:: Do this ::
In the records below, revise the lines from the line containing "like x=188 y=165." to the line containing "x=443 y=455", replacing "dirt track" with "sand track" and leaving everything else unchanged. Return only those lines.

:: Material for this task ::

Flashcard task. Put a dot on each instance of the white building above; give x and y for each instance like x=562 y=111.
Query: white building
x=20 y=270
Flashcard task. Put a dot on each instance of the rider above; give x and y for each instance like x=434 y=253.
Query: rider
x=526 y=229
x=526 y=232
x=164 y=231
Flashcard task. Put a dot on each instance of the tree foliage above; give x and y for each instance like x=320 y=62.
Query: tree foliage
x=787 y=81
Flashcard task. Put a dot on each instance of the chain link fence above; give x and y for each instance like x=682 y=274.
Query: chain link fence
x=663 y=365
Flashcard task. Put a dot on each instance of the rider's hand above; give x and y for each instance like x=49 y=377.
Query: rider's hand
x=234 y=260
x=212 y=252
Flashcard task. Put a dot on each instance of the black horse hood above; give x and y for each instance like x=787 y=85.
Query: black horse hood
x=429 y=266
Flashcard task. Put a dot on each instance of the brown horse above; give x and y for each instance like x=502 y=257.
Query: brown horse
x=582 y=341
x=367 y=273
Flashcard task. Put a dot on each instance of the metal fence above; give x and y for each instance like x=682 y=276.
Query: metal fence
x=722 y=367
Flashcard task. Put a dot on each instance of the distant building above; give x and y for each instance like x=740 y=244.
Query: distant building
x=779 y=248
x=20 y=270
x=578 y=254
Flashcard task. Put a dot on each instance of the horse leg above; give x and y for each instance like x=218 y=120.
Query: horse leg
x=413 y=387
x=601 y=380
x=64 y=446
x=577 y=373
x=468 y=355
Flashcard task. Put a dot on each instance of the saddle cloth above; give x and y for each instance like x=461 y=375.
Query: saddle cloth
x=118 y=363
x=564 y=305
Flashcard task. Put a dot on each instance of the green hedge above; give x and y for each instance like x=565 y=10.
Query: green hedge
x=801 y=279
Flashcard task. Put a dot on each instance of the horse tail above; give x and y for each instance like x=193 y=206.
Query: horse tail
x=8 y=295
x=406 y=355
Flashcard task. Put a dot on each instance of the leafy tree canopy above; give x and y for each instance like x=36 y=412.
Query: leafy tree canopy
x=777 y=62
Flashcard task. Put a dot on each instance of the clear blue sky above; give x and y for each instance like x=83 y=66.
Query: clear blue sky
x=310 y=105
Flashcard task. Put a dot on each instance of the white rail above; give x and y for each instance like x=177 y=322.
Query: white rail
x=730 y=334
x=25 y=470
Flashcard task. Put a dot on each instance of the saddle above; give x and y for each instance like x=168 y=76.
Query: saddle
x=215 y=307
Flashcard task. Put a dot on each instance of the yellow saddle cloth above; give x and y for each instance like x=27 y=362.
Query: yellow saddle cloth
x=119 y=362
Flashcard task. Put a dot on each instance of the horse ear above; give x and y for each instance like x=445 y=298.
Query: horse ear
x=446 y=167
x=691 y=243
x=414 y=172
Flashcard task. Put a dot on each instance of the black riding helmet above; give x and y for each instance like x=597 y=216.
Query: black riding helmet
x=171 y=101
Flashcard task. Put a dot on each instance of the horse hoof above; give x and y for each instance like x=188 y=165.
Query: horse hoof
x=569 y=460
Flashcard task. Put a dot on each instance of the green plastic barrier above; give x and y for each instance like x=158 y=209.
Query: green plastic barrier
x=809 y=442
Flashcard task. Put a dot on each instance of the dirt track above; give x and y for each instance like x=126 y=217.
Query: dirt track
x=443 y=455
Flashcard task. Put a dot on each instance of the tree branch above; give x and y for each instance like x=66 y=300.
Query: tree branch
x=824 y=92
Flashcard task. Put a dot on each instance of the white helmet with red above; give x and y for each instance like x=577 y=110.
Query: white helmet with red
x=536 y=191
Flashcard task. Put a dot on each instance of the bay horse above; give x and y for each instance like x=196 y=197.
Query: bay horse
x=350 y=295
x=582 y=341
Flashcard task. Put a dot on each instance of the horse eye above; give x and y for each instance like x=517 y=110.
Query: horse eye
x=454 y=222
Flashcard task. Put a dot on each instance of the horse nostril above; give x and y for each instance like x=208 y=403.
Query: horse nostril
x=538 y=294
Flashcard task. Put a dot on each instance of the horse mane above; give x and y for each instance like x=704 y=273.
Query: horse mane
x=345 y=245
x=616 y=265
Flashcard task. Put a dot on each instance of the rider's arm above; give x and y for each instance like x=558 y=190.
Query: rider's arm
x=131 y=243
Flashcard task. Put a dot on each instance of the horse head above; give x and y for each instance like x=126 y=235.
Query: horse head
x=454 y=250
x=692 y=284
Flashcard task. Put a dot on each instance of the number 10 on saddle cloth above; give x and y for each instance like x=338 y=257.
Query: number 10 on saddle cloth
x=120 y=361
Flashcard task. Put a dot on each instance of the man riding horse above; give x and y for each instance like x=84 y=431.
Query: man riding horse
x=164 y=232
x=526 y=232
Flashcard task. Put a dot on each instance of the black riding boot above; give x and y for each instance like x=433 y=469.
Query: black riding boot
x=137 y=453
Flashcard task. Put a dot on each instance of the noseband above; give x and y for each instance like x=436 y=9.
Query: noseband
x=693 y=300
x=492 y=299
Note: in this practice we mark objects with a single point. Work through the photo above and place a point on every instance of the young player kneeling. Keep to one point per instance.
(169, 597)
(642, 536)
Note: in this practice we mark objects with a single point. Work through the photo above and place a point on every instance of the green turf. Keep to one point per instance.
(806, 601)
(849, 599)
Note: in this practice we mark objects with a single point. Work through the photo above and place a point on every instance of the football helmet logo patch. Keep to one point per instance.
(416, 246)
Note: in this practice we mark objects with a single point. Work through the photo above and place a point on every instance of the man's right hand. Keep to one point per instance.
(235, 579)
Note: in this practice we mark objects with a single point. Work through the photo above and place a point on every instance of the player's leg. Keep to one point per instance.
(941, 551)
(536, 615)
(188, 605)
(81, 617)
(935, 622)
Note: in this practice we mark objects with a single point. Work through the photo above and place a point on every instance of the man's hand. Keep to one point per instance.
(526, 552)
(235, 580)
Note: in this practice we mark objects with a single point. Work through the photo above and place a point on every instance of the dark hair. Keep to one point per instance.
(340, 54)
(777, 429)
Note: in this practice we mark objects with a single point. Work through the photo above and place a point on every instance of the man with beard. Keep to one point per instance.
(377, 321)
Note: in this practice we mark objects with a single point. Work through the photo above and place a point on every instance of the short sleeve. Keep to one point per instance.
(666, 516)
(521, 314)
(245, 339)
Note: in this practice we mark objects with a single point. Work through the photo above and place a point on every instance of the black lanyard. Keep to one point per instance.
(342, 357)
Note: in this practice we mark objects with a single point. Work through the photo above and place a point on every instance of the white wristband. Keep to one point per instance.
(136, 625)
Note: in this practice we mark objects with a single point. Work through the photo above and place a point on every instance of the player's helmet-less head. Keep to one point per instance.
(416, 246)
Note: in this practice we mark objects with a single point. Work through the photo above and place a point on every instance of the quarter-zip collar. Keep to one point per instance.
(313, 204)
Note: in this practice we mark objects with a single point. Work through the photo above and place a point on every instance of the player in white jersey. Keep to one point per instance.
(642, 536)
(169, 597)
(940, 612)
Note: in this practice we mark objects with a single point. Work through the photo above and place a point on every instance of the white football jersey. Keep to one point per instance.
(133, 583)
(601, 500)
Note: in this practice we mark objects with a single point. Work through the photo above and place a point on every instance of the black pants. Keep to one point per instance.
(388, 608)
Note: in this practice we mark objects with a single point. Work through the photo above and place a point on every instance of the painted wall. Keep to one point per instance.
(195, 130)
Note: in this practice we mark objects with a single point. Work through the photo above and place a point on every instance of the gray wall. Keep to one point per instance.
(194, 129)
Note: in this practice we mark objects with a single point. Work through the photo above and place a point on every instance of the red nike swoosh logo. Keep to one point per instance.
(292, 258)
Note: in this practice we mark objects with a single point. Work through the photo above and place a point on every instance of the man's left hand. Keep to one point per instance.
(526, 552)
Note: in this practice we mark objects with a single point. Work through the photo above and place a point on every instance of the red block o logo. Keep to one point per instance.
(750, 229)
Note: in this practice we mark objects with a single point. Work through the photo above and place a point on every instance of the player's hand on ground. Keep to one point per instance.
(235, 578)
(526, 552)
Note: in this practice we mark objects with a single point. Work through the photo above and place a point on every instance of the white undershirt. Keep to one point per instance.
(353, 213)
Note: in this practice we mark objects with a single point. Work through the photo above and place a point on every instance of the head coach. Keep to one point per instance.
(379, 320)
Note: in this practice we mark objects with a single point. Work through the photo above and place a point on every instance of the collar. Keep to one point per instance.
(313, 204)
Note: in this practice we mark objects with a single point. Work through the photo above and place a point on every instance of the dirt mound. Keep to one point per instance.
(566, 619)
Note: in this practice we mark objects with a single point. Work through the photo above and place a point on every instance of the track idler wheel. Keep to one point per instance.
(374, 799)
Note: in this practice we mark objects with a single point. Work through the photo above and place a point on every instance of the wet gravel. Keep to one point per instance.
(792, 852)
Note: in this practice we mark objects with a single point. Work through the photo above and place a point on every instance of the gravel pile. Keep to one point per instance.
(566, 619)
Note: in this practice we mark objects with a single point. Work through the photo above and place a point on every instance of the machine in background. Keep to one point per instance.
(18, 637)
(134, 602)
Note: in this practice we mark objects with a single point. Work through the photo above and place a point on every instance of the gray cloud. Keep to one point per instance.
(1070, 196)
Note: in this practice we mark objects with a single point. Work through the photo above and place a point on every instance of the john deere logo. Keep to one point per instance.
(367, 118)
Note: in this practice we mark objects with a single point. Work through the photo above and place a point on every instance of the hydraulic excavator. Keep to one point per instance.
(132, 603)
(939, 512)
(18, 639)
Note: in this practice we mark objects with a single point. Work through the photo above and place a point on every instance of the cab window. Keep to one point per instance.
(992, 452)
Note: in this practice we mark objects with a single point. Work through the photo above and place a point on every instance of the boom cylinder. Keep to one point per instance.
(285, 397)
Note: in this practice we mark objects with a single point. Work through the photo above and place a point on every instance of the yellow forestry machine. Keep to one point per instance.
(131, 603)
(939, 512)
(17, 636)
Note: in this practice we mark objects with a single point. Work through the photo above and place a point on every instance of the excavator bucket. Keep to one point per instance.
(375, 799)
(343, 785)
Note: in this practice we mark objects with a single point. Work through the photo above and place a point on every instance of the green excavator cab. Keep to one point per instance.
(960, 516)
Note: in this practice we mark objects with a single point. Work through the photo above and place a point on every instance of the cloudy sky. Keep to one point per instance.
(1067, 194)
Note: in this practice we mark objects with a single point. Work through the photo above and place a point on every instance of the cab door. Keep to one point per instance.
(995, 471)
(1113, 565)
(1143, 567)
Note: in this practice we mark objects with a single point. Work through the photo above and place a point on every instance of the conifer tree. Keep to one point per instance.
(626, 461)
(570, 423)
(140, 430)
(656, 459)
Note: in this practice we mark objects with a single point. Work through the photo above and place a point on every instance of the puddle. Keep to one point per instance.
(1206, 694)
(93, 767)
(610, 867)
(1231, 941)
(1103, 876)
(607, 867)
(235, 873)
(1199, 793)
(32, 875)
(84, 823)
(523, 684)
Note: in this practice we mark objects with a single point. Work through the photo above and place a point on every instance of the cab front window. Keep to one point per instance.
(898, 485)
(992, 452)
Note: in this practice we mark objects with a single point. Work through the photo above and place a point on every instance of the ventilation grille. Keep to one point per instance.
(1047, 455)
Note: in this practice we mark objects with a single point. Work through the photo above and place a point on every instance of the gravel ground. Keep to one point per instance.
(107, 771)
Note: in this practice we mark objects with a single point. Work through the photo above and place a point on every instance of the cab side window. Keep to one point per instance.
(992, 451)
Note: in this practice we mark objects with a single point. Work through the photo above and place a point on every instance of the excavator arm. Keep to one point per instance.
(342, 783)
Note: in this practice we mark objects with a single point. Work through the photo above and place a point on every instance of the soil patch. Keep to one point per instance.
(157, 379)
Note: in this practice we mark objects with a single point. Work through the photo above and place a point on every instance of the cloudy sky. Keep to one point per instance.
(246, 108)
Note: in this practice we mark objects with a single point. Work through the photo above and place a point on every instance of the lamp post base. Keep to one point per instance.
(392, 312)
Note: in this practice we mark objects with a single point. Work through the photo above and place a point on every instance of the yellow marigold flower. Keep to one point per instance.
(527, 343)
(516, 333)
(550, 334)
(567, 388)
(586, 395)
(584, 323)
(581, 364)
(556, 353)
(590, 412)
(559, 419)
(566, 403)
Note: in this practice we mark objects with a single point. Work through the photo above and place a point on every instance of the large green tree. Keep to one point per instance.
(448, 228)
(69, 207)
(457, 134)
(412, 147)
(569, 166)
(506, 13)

:: Full output ::
Flashcard task. Put a dot on each instance of the horse hoof above; give x and y for each instance like x=188 y=165.
Query: horse hoof
x=569 y=460
Flashcard task. Put a dot on each instance of the green plastic barrier above; give x and y for each instance like x=158 y=209.
Query: green plastic barrier
x=809 y=442
Flashcard task. Put a dot on each instance of the sand track above; give x and y for each instance like x=126 y=217.
Query: sand track
x=443 y=455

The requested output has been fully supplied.